▶ Work required:
Extract every line of the entries below that contains the word "clothing". Case counts.

▶ Supplied material:
----

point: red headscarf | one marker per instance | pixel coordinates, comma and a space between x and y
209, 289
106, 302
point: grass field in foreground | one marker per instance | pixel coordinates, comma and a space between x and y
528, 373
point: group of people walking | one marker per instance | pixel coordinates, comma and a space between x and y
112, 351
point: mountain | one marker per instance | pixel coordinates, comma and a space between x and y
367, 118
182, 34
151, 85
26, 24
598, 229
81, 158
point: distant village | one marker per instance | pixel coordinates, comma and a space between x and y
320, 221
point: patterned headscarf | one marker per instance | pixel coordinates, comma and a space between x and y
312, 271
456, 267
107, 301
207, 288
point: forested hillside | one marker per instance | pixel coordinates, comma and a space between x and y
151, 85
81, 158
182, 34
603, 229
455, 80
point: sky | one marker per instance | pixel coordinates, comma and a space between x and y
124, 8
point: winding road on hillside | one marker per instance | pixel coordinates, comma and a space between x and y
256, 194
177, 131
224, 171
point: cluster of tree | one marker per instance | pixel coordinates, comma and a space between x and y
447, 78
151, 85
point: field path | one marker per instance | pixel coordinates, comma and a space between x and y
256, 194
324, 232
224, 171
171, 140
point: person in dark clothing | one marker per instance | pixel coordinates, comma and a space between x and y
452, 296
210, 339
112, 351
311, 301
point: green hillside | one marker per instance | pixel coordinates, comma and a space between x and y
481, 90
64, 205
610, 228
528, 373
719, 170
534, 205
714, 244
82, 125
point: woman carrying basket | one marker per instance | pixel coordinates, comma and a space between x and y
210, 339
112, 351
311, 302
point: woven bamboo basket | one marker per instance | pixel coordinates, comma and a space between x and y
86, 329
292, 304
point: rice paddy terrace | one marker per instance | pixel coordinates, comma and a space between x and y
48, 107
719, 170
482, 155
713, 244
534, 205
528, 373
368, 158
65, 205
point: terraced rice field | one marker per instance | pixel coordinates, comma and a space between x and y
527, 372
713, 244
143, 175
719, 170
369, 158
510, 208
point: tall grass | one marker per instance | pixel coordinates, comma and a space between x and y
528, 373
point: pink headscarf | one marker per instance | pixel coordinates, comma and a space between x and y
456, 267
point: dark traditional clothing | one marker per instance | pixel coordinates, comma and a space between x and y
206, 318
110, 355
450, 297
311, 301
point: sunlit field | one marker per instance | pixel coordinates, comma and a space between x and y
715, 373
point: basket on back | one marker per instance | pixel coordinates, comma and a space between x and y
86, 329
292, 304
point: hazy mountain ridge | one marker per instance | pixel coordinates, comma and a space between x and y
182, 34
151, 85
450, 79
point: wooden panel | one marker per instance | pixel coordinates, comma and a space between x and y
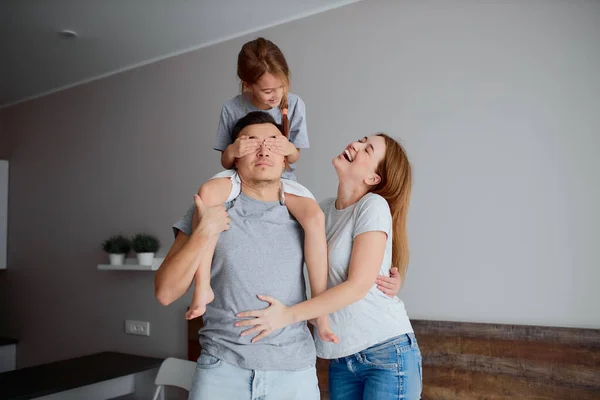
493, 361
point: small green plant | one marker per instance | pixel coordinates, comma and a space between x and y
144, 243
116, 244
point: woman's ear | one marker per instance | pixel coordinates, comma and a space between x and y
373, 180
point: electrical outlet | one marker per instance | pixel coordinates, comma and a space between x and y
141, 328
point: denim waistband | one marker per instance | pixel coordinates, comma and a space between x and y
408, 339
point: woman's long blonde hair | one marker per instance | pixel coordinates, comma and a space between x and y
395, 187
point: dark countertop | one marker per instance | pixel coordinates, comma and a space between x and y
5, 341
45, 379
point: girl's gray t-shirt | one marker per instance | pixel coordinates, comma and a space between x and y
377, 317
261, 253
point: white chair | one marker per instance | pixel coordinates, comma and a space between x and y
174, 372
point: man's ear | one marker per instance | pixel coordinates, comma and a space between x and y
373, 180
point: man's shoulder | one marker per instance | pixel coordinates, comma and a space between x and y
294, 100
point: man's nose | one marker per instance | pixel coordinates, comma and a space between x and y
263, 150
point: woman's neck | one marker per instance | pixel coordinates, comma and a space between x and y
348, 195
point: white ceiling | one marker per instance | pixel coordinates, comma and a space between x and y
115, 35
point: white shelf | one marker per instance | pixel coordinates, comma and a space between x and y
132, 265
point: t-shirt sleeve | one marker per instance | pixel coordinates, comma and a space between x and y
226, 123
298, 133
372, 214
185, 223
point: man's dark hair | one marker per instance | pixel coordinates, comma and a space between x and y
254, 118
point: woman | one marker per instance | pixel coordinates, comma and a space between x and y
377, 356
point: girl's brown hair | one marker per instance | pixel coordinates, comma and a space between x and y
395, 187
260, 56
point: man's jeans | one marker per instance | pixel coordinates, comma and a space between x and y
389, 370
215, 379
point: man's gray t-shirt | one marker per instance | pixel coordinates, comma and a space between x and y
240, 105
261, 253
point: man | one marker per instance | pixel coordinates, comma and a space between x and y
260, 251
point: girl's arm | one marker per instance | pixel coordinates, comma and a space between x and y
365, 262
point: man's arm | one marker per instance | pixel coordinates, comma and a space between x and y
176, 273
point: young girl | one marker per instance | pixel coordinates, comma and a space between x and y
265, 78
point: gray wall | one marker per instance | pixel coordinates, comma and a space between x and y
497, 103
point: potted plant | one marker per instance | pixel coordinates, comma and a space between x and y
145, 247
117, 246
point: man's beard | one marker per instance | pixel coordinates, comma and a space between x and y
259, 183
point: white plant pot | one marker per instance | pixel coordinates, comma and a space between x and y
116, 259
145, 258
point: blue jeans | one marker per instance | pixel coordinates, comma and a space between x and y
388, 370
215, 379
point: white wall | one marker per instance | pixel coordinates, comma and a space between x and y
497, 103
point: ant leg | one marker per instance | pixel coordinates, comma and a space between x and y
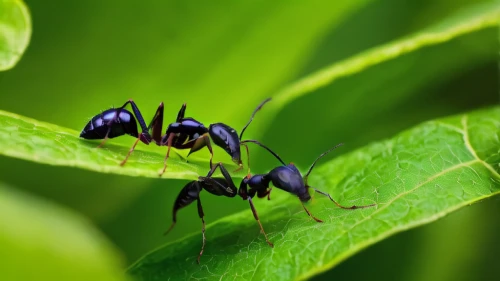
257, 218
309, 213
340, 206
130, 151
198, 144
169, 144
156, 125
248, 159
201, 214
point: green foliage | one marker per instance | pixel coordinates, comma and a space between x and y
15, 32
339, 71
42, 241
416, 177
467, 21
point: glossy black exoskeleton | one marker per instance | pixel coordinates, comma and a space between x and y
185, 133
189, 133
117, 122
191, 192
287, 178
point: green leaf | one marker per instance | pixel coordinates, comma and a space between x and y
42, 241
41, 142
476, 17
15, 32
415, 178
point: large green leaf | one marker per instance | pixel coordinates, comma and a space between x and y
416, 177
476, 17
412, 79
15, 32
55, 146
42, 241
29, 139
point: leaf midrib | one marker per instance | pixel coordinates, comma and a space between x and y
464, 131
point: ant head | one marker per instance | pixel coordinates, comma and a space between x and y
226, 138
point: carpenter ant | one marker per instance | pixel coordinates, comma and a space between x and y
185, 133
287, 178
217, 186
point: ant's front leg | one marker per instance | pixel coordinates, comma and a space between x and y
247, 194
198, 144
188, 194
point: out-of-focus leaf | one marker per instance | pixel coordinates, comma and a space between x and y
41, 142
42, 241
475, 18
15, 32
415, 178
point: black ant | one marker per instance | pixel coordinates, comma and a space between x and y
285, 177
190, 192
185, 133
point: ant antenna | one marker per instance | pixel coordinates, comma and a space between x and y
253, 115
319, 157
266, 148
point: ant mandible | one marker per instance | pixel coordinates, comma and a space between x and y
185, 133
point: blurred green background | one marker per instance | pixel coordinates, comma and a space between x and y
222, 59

----

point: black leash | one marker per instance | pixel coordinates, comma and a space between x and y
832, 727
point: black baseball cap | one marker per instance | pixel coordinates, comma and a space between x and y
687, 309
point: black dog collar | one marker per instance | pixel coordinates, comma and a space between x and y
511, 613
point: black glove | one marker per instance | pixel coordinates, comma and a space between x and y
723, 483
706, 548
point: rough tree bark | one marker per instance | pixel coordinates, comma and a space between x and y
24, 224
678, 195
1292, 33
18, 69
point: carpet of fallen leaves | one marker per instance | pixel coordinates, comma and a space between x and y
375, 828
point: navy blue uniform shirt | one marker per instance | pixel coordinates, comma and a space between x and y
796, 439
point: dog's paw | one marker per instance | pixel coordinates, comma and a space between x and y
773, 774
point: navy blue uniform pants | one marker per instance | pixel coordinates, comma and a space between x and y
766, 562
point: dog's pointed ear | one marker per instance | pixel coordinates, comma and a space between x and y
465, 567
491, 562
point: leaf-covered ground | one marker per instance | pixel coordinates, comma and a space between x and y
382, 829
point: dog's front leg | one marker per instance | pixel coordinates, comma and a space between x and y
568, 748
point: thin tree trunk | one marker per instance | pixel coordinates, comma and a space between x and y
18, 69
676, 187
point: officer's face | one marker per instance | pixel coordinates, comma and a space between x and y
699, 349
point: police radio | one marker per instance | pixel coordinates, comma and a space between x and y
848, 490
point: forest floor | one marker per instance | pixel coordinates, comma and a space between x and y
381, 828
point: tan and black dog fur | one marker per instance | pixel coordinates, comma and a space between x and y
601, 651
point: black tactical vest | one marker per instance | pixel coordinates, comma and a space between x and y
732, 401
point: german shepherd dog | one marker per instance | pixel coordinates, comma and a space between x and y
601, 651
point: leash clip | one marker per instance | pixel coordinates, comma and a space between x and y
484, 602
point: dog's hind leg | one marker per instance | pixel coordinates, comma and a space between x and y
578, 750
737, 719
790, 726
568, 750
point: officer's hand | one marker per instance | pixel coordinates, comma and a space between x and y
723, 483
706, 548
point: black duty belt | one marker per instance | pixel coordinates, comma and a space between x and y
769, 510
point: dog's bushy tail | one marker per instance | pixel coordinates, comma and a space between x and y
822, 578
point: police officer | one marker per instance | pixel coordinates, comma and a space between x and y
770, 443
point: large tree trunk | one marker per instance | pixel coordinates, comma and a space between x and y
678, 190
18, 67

----

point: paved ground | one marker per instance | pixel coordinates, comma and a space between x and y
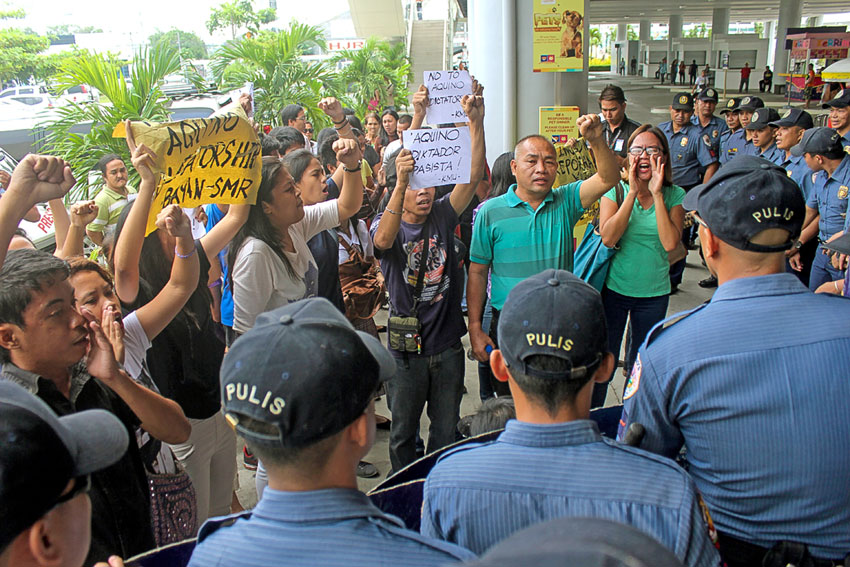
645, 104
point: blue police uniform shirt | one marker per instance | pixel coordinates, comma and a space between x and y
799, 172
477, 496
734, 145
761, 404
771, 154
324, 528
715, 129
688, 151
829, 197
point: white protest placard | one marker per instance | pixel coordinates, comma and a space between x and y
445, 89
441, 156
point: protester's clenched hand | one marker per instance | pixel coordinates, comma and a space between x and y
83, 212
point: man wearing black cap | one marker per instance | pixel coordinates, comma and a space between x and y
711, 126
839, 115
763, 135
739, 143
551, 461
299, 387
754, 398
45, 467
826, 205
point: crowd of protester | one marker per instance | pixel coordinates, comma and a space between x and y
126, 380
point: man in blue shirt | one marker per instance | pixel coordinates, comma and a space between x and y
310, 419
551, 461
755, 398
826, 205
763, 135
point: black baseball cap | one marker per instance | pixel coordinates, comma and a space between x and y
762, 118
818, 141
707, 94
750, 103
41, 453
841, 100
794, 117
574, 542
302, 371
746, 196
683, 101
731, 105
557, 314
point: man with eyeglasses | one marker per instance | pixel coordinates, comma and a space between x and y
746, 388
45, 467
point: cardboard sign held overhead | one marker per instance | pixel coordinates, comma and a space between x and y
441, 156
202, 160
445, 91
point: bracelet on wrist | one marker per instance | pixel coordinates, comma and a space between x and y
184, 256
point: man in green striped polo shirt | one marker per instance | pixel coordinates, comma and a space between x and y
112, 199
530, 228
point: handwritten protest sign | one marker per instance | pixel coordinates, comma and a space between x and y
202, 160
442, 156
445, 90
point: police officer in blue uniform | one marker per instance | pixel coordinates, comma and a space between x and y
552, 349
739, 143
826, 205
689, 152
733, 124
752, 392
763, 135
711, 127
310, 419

----

▶ Correct result:
point: person in dark clothing | one marker per instance | pixel coordinates, comma and a space between x and y
point: dark traditional clothing | one marker per instance | pixel coordinates, comma and a space between x and y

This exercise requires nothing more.